> EXERCISE REQUIREMENTS
Each entry that appears below should be restated word for word.

> EXTRACTED INFORMATION
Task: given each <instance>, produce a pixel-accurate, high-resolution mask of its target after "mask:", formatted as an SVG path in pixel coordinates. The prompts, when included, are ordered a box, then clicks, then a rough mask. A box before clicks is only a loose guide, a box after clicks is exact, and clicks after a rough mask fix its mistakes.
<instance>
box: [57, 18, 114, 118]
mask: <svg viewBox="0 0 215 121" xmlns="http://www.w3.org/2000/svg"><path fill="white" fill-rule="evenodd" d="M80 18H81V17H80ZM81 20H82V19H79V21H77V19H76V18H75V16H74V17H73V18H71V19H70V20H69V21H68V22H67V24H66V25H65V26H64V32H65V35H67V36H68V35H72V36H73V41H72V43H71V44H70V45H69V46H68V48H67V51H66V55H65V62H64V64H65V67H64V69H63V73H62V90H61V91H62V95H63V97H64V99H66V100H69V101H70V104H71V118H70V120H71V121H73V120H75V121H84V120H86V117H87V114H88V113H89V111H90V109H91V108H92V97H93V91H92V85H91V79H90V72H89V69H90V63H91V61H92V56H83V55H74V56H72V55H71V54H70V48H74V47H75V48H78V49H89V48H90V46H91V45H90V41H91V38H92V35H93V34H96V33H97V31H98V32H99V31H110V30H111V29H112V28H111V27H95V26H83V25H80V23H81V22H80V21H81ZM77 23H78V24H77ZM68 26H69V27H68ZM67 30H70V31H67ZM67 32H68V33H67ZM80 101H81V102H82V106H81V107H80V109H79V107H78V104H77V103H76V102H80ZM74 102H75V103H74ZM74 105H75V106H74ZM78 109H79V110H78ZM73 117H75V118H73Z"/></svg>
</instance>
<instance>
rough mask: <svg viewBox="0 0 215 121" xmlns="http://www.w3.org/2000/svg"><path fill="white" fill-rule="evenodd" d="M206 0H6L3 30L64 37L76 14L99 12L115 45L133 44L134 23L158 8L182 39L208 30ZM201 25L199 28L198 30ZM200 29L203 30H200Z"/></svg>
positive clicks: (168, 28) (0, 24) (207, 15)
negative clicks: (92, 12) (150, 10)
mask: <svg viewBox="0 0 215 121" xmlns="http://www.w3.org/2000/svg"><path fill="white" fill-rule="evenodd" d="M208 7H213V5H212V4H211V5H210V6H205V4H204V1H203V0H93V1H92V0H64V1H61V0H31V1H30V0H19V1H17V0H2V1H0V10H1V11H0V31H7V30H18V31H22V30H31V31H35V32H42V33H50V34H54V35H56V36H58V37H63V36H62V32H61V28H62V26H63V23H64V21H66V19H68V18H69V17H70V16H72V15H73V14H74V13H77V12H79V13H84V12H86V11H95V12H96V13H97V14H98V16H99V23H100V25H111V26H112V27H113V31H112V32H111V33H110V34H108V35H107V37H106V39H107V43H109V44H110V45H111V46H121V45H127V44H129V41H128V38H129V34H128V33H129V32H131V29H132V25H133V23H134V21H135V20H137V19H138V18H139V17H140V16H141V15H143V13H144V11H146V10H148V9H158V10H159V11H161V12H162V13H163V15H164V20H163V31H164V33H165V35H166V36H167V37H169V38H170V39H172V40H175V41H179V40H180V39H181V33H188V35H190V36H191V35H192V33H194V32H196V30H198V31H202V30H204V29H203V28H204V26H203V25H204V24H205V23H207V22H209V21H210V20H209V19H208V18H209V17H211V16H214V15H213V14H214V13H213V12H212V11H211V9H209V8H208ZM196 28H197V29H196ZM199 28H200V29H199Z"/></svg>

> TASK ANSWER
Task: given each <instance>, produce a pixel-accurate, high-resolution mask of its target after "mask:", formatted as an SVG path in pixel coordinates. The prompts, when included, are ordered a box, then clicks, then a rough mask. A box before clicks is only a loose guide, a box after clicks is exact, and clicks after a rough mask fix its mistakes.
<instance>
box: [57, 18, 114, 118]
mask: <svg viewBox="0 0 215 121" xmlns="http://www.w3.org/2000/svg"><path fill="white" fill-rule="evenodd" d="M80 18H81V17H80ZM81 20H82V19H79V21H77V19H76V18H75V16H74V17H73V18H71V19H70V20H69V21H68V22H67V24H66V25H65V26H64V32H65V35H67V36H68V35H72V36H73V41H72V43H71V44H70V45H69V46H68V48H67V51H66V55H65V62H64V64H65V67H64V69H63V73H62V90H61V91H62V95H63V97H64V99H66V100H69V101H70V104H71V118H70V120H71V121H73V120H75V121H84V120H86V117H87V114H88V113H89V111H90V109H91V108H92V97H93V91H92V85H91V79H90V72H89V69H90V63H91V61H92V56H83V55H74V56H72V55H71V54H70V48H74V47H75V48H78V49H89V48H90V46H91V45H90V41H91V38H92V35H93V34H96V33H97V31H98V32H99V31H110V30H111V29H112V28H111V27H95V26H83V25H80V23H81V22H80V21H81ZM77 23H78V24H77ZM68 26H69V27H68ZM67 30H70V31H67ZM67 32H68V33H67ZM80 101H81V102H82V106H81V107H80V109H79V107H78V104H77V103H76V102H80ZM74 102H75V103H74ZM74 105H75V106H74ZM78 109H79V110H78ZM73 117H75V118H73Z"/></svg>
</instance>
<instance>
rough mask: <svg viewBox="0 0 215 121" xmlns="http://www.w3.org/2000/svg"><path fill="white" fill-rule="evenodd" d="M206 0H6L3 30L64 37L76 14L99 12L115 45L133 44L134 23L158 8L182 39L208 30ZM201 25L199 28L198 30ZM200 29L203 30H200Z"/></svg>
positive clicks: (168, 28) (0, 24) (207, 15)
negative clicks: (92, 12) (150, 10)
mask: <svg viewBox="0 0 215 121" xmlns="http://www.w3.org/2000/svg"><path fill="white" fill-rule="evenodd" d="M208 7H213V5H212V4H211V5H210V6H205V4H204V1H203V0H93V1H92V0H64V1H61V0H31V1H30V0H19V1H17V0H2V1H0V10H1V11H0V31H7V30H18V31H22V30H31V31H35V32H42V33H50V34H54V35H56V36H58V37H63V36H62V32H61V28H62V26H63V23H64V21H66V19H68V18H69V17H70V16H72V15H73V14H74V13H77V12H79V13H84V12H86V11H95V12H96V13H97V14H98V16H99V23H100V25H111V26H112V27H113V31H112V32H111V33H110V34H108V35H107V37H106V39H107V43H109V44H110V45H111V46H121V45H127V44H129V41H128V38H129V34H128V33H129V32H131V29H132V25H133V23H134V21H135V20H137V19H138V18H139V17H140V16H141V15H143V13H144V11H146V10H148V9H158V10H159V11H161V12H162V13H163V15H164V20H163V31H164V33H165V35H166V36H167V37H169V38H170V39H172V40H175V41H179V40H180V39H181V33H188V35H190V36H191V35H192V33H194V32H196V30H198V31H202V30H204V29H203V28H204V26H203V25H204V24H205V23H207V22H209V21H210V20H209V19H208V18H209V17H211V16H214V15H213V14H214V13H213V12H212V11H211V9H209V8H208ZM196 28H197V29H196ZM199 28H200V29H199Z"/></svg>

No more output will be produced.